Aufgrund des Vertrags vom 24. Januar 1997 (im Folgenden: Gesellschaftsvertrag oder GV) hatte der Kläger in das Vermögen der Klägerin eine Einlage von … DM als stiller Gesellschafter zu leisten. Nach § 2 GV war der Kläger zwar weder geschäftsführungs- noch vertretungsbefugt. Der Jahresabschluss der Klägerin bedurfte jedoch seiner Genehmigung; zudem wurden ihm ―abweichend von § 233 Abs. 2 des Handelsgesetzbuches (HGB)― die Kontroll- und Einsichtsrechte gemäß § 716 des Bürgerlichen Gesetzbuches (BGB) sowie das Recht eingeräumt, über alle Angelegenheiten der Gesellschaft mündlich oder schriftlich Auskunft zu verlangen (§ 4 GV). Sein Anteil am Gewinn und Verlust der Klägerin betrug 25 v.H.; in gleicher Höhe war er schuldrechtlich am Vermögen der Klägerin beteiligt (§ 3 GV). Bei Auflösung der stillen Gesellschaft war unter Ansatz der stillen Reserven eine Auseinandersetzungsbilanz aufzustellen, ein Geschäftswert hierbei jedoch nicht zu berücksichtigen (§ 7 GV).

(Zeilen zur Punktplatzierung)
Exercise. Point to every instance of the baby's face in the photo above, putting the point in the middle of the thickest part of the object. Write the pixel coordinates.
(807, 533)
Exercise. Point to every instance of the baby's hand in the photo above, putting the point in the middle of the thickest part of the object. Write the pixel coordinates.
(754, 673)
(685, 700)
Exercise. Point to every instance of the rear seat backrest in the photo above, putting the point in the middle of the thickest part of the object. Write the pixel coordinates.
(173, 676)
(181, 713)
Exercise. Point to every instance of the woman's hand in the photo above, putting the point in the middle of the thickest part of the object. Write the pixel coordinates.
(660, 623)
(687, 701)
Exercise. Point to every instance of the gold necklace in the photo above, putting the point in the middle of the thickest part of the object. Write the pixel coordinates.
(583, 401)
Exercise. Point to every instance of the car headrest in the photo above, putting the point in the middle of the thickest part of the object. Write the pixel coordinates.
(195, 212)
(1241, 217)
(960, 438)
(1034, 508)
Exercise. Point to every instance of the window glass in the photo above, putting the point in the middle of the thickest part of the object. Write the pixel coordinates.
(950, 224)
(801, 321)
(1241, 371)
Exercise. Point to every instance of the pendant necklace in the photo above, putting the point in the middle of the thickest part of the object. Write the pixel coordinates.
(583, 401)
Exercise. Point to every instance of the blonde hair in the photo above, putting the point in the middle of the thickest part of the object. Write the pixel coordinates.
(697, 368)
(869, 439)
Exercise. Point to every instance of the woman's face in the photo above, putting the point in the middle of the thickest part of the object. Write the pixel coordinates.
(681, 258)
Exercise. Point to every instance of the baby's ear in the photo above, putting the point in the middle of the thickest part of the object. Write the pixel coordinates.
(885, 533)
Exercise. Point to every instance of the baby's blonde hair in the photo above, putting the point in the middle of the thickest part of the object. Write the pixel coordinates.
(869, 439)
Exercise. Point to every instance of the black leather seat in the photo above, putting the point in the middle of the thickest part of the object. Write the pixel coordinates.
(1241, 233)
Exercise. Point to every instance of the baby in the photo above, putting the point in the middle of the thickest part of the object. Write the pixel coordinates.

> [Zu erledigen]:
1. Beantworte anhand des Quellenauszugs:
(a) Von welchem Datum ist der Gesellschaftsvertrag?
(b) Wie hoch war der Anteil des Klägers am Gewinn und Verlust der Klägerin?
(c) Was war bei der Auseinandersetzungsbilanz nicht zu berücksichtigen?
2. Ändere in den Zeilen zur Punktplatzierung "leather" in "vinyl", und zwar von der Zeile mit "Exercise. Point to every instance of the black" bis einschließlich zur letzten Zeile. Gib nur diesen Abschnitt wieder, sonst unverändert.

> [Lösungen je Aufgabe]:
1.
(a) Vom 24. Januar 1997.
(b) 25 v.H.
(c) Ein Geschäftswert.

2.
Exercise. Point to every instance of the black vinyl seat in the photo above, putting the point in the middle of the thickest part of the object. Write the pixel coordinates.
(1241, 233)
Exercise. Point to every instance of the baby in the photo above, putting the point in the middle of the thickest part of the object. Write the pixel coordinates.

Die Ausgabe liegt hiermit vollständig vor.